[Instructions to follow] I need the records below retyped exactly.

[Extracted entries]
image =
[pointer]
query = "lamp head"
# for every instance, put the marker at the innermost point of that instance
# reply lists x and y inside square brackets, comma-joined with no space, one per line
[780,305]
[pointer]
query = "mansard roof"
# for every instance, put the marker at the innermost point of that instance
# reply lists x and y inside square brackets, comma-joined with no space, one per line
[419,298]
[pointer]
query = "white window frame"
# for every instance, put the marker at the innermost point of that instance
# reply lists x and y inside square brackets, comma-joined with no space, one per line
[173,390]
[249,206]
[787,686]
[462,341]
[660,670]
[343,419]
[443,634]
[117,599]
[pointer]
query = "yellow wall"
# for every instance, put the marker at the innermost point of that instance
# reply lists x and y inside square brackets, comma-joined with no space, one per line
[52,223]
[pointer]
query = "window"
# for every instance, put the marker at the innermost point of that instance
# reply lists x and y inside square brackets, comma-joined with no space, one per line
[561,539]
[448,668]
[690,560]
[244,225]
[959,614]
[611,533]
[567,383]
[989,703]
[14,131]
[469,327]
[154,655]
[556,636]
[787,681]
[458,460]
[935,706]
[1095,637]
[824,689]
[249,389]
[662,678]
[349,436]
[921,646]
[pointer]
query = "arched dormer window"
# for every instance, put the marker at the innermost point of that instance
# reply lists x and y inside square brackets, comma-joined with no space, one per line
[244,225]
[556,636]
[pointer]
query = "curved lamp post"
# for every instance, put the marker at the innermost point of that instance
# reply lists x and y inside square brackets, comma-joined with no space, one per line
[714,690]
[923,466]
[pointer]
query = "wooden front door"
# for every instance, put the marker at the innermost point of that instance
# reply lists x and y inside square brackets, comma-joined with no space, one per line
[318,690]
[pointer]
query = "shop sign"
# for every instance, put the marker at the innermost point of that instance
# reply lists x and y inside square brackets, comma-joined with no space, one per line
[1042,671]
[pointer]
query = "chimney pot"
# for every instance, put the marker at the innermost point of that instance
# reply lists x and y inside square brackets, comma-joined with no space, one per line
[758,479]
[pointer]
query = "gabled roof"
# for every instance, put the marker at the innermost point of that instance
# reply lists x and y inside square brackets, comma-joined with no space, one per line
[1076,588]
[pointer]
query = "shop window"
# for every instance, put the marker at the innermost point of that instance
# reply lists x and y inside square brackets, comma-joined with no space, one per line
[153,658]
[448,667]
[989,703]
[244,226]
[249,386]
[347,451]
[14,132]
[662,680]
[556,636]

[Answer space]
image =
[pointer]
query = "lamp head"
# for every instance, put the marker at the innermost point of that instance
# reply lists x and y inside square brackets, comma-joined with no space, one per line
[780,305]
[pointer]
query = "mansard roof"
# for every instance, put the marker at the innermost point of that instance
# reply lists x and y inside square brackets, comma-joined with no space, one per line
[419,298]
[pointer]
query = "white window frame"
# for every instance, put the marker at the innermost point of that instance
# reply lists x and y inside square brackets, comma-joined with no space, one per line
[173,390]
[249,206]
[787,686]
[462,341]
[660,670]
[343,419]
[443,634]
[117,599]
[pointer]
query = "yellow wall"
# for every instance, put the marker at the innermost point of that instance
# reply lists x and y inside square brackets, comma-joined with no space, one per line
[52,223]
[pointer]
query = "window"
# for every instance, put the marker at the innermost point of that instance
# reply lists x and y inside square brackets, comma-joined with no space, one per line
[561,539]
[448,668]
[690,560]
[244,225]
[959,614]
[611,533]
[567,383]
[989,703]
[14,131]
[469,327]
[154,655]
[556,636]
[787,681]
[458,460]
[935,706]
[1095,637]
[824,689]
[249,389]
[662,678]
[349,436]
[921,646]
[pointer]
query = "arched dormer window"
# for every instance, put the marker at the innermost point of that instance
# reply lists x and y inside square brackets, comma-joined with no space, one per line
[244,225]
[556,636]
[pointer]
query = "curved lamp post"
# for every instance, put the marker at the innermost point of that instance
# reply lists x and y inside square brackets, comma-joined with no space, one per line
[714,690]
[923,466]
[pointer]
query = "wooden front door"
# for every instance, put the marker at the innermost point of that instance
# reply lists x and y inside square brackets, comma-joined with no space, one per line
[318,690]
[pointer]
query = "shop sign"
# for every instance, put the marker at the innermost point of that instance
# reply lists x and y inside square brackets, comma-joined with no space, one per line
[1042,671]
[pointer]
query = "chimney pot"
# for every instance, put the marker at the innermost point of that instance
# reply lists x and y inside square brackets, comma-joined with no space, one per line
[758,479]
[pointer]
query = "gabled roof"
# for every instance, put the marker at the innermost point of that instance
# reply lists x and y inside square brackets, comma-joined with no space, one per line
[1076,588]
[pointer]
query = "shop window"
# for every instance, put the marker at the innermost point of that instance
# reply lists x and y inside square brackets, comma-joined with no space, one per line
[153,658]
[448,667]
[989,703]
[244,226]
[249,386]
[347,451]
[14,132]
[662,680]
[556,636]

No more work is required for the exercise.